We saw the Gershwin musical My One and Only at the Piccadilly theatre on the evening before the end of its London run, having had to cancel two earlier bookings. Our older daughter saw it at Chichester last year and sent us a lyrical commendation, urging us to look out for its arrival in London. We thought it an outstanding production: slick, funny, splendidly acted and sung, with spectacularly proficient and exhilarating tap-dancing and other choreography, and more authentically sexy than any other musical that we could remember. In his original review in the Guardian of 26 July, 2001, Michael Billington wrote:
"…the virtue of this production is that Janie Dee’s deliciously amphibious heroine and Tim Flavin’s Texan aviator can scarcely keep their hands off each other. In the show’s highlight, S’Wonderful, Dee beats a loving tattoo on Flavin’s bum. They proceed to tap-dance on water, dive into pools and end up with their bodies, whose contours are emphasised by their wet clothes, sinuously entwined. What Ingram and Horwood have done, astonishingly, is inject genuine sexual passion into a parodically innocent plot. Even the comic number Funny Face, deftly executed by Anna-Jane Casey [Jenny Galloway in the London version] as a disguised Fed agent, and Hilton McRae as her bound prisoner, acquires a faintly erotic, sadomasochistic quality. But the show, in which dance dominates, also has moments of pure elegance, not least when the dapper Richard Lloyd King, as a character called Mr Magix, gives Flavin’s hero tuition in tap and effortlessly displays the importance of ease and style…. "
That August Michael Sell added that:
"For those who love dance, Gershwin and extravaganza, this show is not to be missed."
It only remains to add that the delectable, multi-award-winning Janie Dee sings beautifully, getting every last delightful drop out of the great Gershwin songs. She puts 99 per cent of contemporary pop singers to shame. How sad that this outstanding show—beating Chicago hands down in all departments, easily equalling the current revival of the imperishable Kiss Me Kate—has had to close on the due date, a planned extension failing to attract enough support to be viable.

• _Data supplied_:
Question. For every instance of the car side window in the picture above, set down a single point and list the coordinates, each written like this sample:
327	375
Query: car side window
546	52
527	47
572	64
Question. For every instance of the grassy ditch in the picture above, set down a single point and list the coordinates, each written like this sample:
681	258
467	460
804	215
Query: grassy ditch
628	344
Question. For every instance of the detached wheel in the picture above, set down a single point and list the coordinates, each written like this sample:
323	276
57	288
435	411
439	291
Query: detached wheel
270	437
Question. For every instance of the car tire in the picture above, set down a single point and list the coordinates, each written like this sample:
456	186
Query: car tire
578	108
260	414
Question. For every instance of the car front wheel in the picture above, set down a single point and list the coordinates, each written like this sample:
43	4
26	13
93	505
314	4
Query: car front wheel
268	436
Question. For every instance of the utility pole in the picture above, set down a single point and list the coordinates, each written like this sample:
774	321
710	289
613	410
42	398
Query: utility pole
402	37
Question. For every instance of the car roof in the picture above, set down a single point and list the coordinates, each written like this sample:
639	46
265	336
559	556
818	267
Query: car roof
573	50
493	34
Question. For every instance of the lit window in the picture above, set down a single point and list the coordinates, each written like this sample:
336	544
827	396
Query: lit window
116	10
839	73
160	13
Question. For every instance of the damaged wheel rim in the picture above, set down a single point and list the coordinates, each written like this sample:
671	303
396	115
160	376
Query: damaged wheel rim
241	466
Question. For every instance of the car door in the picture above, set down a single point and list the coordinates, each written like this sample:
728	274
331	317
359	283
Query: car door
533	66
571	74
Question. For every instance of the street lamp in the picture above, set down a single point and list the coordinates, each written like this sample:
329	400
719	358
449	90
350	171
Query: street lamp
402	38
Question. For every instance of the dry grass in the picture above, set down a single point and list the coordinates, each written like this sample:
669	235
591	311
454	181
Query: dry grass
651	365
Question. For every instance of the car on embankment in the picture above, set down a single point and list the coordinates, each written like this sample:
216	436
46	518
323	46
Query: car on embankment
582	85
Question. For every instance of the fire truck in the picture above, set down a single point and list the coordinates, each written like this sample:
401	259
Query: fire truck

--

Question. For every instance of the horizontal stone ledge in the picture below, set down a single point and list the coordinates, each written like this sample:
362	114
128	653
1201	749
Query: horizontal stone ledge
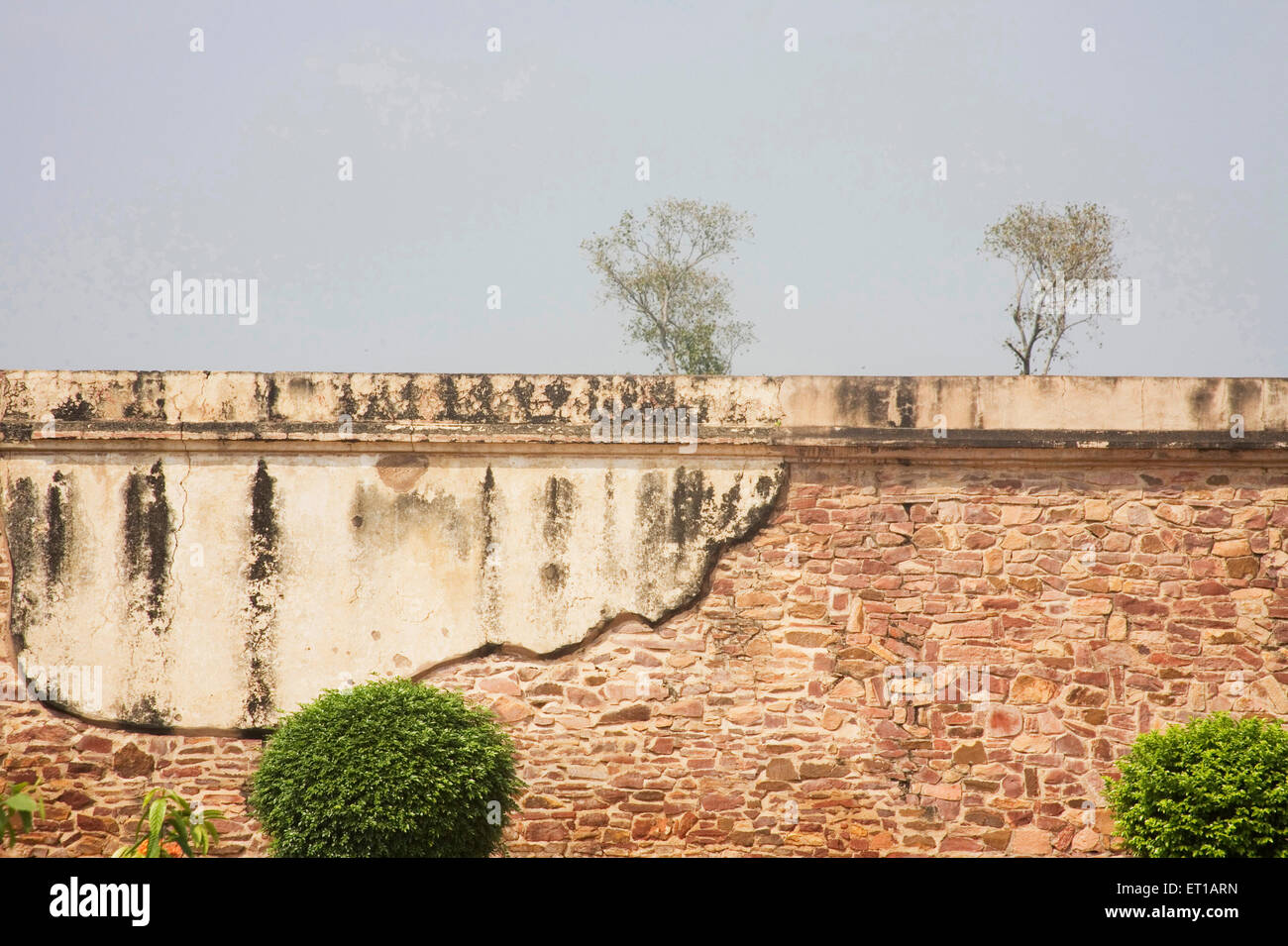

...

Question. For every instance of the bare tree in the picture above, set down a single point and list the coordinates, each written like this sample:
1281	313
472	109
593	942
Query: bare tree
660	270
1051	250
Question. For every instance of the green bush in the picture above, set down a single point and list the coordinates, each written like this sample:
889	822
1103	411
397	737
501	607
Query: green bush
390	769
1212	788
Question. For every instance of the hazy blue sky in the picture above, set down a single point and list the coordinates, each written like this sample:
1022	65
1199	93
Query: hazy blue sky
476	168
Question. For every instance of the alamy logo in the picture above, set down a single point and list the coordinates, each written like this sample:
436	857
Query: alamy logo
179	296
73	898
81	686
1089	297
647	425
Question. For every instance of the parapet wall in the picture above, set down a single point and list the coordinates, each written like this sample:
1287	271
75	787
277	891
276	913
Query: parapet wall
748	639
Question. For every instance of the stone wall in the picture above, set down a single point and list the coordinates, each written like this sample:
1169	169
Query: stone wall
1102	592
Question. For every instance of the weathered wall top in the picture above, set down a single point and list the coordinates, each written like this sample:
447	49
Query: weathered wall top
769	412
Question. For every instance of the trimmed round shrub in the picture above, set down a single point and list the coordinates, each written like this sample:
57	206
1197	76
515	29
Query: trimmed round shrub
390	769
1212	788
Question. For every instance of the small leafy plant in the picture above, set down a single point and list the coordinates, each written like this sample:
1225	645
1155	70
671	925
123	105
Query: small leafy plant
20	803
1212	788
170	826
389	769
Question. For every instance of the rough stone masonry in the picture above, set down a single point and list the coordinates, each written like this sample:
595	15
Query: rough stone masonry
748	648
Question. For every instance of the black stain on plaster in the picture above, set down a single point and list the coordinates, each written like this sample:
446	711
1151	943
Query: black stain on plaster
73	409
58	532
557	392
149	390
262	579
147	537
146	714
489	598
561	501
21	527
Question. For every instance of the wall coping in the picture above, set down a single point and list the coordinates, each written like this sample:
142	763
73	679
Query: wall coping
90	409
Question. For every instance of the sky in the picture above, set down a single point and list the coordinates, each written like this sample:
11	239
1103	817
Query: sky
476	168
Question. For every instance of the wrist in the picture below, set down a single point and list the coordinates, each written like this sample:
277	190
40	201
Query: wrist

• _Written problem_: In the review of My One and Only, which actor played the character called Mr Magix?

• _Full solution_: Richard Lloyd King